▸ **Document section**:
· · · · ·
I Do ensemble-based predictions truly describe real finite systems?

[syed]

TL;DR Summary

Title

In both classical and quantum statistical mechanics, we often rely on the concept of ensembles, either as a collection of hypothetical copies of a system in different microstates (classical) or as a weighted mixture of quantum states represented by a density matrix (quantum), to predict equilibrium properties, entropy changes, and the apparent arrow of time.

However, real physical systems are always finite and in continuous contact with finite environments. If the actual universe consists of a single, finite system rather than an infinite ensemble, how can we be sure that the predictions derived from ensembles (essentially averages over many possible microstates )accurately capture the typical time evolution of that one real system, rather than just describing an abstract average that may not correspond to its actual trajectory?

Does this reliance on ensembles introduce a fundamental conceptual gap between the idealized theory and the behavior of actual, finite classical or quantum systems, and if so, what are the limitations of using ensembles to describe reality?

 

[Demystifier]

A canonical or grand-canonical ensemble is best understood as a small (but macroscopic) subsystem of a larger system. The larger system is usually assumed to be in a micro-canonical ensemble, meaning that its energy is well defined with almost perfect precision. Under these conditions the canonical ensemble of the small subsystem can be derived, with almost no additional assumptions. See https://arxiv.org/abs/cond-mat/0511091

 

[Lord Jestocost]

TL;DR Summary: Title

Does this reliance on ensembles introduce a fundamental conceptual gap between the idealized theory and the behavior of actual, finite classical or quantum systems, and if so, what are the limitations of using ensembles to describe reality?
· · · · ·
▸ **Data**:
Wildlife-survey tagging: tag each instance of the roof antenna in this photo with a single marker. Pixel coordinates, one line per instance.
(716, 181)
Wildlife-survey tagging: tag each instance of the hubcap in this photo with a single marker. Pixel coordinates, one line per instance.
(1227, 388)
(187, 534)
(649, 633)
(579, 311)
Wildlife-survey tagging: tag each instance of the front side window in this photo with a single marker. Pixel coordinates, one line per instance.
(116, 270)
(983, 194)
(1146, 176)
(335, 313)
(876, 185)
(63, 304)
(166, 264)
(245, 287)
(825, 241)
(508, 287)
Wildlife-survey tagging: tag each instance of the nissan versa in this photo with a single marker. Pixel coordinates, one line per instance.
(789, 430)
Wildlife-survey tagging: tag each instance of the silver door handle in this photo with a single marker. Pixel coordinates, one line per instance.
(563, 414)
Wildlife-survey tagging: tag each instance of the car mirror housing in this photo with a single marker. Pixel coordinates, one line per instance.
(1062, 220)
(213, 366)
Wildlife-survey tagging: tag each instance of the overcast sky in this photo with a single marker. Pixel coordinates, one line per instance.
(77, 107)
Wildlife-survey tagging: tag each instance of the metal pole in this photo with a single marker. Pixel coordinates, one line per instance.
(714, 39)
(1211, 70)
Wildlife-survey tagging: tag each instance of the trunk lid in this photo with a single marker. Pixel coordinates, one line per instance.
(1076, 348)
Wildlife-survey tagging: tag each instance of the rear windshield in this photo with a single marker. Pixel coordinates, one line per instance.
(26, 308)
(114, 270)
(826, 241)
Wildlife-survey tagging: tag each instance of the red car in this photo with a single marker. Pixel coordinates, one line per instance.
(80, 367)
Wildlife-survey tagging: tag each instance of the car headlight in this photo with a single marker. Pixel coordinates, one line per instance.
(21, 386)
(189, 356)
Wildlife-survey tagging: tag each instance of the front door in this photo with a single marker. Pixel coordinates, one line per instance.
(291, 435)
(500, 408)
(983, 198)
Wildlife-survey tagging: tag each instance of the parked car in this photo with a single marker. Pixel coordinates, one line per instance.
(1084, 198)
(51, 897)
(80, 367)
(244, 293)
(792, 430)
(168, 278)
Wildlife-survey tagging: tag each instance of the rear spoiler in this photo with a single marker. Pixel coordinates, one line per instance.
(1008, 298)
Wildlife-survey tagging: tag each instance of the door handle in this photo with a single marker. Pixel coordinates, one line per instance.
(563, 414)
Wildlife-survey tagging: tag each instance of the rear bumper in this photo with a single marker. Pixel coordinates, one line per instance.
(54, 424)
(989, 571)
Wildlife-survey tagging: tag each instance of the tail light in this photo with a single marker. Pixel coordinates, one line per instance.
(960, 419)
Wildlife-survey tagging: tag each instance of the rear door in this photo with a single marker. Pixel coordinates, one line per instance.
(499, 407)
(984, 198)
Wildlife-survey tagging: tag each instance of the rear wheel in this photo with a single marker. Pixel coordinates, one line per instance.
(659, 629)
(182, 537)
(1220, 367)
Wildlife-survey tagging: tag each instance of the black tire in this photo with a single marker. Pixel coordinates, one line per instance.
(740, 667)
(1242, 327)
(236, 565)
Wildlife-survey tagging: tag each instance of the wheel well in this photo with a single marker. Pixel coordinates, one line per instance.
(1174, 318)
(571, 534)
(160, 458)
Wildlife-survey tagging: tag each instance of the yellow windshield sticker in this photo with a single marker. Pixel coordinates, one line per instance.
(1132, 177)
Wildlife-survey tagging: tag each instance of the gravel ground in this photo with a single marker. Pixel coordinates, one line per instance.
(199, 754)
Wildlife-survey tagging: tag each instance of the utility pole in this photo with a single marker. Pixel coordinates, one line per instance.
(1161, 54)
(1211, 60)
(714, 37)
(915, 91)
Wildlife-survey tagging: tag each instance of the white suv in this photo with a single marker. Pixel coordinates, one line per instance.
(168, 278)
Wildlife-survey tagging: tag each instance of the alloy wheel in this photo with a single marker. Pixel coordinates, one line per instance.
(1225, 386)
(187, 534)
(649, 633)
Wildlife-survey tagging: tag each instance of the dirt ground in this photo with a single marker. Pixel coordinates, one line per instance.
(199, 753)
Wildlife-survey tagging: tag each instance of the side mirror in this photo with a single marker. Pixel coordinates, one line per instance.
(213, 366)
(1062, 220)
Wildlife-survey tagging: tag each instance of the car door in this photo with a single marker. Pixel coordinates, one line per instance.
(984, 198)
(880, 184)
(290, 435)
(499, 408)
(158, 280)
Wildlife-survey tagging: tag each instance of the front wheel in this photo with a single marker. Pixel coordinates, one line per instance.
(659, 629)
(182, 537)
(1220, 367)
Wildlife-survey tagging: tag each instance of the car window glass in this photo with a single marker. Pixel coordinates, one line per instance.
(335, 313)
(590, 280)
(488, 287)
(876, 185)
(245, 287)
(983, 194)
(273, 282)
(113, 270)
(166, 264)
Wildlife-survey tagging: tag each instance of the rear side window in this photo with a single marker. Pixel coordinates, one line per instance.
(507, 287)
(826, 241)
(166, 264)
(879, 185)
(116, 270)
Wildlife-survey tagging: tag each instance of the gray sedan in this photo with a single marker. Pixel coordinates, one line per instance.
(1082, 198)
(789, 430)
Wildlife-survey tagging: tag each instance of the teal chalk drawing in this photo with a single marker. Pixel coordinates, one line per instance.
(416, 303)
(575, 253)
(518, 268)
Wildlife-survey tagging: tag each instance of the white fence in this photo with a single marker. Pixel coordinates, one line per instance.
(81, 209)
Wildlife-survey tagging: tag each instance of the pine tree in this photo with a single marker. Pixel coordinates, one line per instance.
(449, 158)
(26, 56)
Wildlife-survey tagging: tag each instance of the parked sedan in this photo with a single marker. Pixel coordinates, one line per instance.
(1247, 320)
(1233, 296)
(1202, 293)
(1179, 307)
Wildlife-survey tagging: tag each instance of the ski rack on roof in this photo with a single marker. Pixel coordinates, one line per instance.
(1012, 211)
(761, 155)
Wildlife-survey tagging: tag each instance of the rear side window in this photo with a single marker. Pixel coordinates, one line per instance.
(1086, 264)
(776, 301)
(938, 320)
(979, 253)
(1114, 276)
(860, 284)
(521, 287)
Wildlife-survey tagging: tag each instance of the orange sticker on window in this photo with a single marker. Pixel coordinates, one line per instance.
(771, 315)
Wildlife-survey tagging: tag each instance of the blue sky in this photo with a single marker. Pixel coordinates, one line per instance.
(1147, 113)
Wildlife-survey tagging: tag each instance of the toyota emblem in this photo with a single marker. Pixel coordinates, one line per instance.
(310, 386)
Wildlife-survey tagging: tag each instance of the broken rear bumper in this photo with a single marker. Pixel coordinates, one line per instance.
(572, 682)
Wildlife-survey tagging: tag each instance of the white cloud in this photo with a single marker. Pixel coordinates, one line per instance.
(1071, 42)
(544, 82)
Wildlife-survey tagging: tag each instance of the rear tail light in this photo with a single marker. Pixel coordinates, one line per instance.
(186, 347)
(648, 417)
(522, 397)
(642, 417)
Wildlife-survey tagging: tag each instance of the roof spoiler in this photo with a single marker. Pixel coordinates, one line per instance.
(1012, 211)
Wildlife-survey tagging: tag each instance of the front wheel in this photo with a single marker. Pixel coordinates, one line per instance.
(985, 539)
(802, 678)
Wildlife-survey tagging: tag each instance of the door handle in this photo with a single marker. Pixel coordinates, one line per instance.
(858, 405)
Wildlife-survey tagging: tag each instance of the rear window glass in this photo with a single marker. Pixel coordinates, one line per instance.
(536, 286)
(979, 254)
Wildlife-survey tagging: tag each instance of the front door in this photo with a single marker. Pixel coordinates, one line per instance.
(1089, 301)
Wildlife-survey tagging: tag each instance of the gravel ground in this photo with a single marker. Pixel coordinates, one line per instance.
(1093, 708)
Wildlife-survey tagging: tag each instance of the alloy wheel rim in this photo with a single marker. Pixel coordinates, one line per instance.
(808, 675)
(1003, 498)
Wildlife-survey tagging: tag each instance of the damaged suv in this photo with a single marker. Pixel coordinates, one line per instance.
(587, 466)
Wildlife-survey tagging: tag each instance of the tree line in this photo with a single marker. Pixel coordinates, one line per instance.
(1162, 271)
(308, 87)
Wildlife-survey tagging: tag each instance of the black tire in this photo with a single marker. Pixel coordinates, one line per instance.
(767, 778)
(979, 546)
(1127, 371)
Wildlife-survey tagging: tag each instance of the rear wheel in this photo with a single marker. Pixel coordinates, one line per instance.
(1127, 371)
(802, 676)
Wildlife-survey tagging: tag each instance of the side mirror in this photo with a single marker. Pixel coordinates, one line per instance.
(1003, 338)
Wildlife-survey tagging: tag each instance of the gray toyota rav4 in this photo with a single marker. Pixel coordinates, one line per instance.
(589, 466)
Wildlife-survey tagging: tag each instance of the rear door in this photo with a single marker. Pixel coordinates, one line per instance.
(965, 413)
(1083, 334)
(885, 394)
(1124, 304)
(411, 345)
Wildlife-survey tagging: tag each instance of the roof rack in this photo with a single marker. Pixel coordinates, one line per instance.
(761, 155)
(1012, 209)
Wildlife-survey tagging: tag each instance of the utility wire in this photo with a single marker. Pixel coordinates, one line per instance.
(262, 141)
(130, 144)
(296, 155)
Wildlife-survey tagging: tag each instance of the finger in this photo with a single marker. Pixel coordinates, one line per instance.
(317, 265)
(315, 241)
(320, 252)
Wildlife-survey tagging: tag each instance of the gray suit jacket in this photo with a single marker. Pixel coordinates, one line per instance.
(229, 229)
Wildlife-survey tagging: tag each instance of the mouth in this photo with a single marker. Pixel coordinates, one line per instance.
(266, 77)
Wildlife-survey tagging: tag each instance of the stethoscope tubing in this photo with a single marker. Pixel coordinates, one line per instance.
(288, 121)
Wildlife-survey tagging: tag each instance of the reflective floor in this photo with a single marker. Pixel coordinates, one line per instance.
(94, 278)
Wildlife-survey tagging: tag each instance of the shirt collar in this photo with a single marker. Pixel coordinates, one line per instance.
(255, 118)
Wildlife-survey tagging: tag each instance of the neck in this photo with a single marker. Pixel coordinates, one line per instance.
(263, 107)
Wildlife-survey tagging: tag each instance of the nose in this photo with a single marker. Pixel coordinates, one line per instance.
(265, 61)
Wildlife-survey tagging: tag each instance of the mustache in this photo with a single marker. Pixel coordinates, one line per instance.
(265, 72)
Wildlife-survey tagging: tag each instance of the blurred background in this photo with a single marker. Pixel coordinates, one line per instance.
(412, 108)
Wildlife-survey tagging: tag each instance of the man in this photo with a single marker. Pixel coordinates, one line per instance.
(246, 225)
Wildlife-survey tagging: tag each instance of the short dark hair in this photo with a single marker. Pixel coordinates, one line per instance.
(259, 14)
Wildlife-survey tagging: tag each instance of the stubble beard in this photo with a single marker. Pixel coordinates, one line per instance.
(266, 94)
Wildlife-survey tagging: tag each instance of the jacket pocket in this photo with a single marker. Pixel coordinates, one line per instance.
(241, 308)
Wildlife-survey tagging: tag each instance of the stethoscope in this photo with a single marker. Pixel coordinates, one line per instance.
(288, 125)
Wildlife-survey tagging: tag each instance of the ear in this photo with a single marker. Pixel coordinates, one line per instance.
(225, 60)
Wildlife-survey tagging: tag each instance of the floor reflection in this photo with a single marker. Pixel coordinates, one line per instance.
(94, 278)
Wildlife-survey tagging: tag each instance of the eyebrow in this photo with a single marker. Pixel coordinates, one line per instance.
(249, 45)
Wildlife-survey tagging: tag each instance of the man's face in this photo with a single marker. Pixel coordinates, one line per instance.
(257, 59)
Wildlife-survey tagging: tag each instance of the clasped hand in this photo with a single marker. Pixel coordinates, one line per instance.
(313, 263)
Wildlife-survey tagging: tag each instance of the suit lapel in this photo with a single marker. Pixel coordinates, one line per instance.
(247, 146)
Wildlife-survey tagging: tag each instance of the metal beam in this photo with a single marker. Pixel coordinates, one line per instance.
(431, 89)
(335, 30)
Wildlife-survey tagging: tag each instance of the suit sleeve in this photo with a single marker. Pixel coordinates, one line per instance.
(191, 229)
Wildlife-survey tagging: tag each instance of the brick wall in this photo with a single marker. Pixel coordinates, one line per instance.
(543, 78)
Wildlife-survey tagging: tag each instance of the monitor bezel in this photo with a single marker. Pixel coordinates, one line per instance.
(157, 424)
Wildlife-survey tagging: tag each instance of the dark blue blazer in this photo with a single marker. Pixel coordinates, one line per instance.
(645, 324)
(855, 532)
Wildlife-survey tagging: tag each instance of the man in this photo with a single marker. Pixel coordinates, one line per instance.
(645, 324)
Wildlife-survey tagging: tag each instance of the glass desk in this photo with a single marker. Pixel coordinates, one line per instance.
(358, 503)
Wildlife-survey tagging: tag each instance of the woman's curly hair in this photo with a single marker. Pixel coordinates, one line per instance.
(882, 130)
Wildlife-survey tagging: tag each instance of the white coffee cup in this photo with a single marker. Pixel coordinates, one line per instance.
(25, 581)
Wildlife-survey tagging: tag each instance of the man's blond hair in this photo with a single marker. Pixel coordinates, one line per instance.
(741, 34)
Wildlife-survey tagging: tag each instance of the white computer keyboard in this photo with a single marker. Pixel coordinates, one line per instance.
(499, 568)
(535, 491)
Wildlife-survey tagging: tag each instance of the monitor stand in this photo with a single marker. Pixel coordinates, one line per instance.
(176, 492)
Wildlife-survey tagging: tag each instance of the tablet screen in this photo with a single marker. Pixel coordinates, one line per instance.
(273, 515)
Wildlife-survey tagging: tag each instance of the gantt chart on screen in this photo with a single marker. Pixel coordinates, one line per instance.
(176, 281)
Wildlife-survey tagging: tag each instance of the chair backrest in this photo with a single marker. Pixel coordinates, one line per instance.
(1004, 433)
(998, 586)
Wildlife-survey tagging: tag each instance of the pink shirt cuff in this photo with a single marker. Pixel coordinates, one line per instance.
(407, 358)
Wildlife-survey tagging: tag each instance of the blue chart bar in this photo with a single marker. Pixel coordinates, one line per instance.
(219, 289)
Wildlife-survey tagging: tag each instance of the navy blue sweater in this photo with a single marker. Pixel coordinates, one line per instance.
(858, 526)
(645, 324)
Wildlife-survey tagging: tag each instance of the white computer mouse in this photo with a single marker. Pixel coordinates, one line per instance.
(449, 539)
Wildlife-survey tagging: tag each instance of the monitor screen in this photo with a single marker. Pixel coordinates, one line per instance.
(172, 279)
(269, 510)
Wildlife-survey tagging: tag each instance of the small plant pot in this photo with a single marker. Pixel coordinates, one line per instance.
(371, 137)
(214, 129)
· · · · ·
▸ **Stated problem**:
Condense the paragraph in the forum thread above that begins "A canonical or grand-canonical ensemble" into a shorter version that keeps its main facts.

▸ **Result of this exercise**:
A canonical or grand-canonical ensemble is best seen as a small but macroscopic subsystem of a larger system. That larger system is usually taken to be micro-canonical, with an almost precisely defined energy. Under these conditions, the subsystem's canonical ensemble follows with almost no further assumptions (see https://arxiv.org/abs/cond-mat/0511091).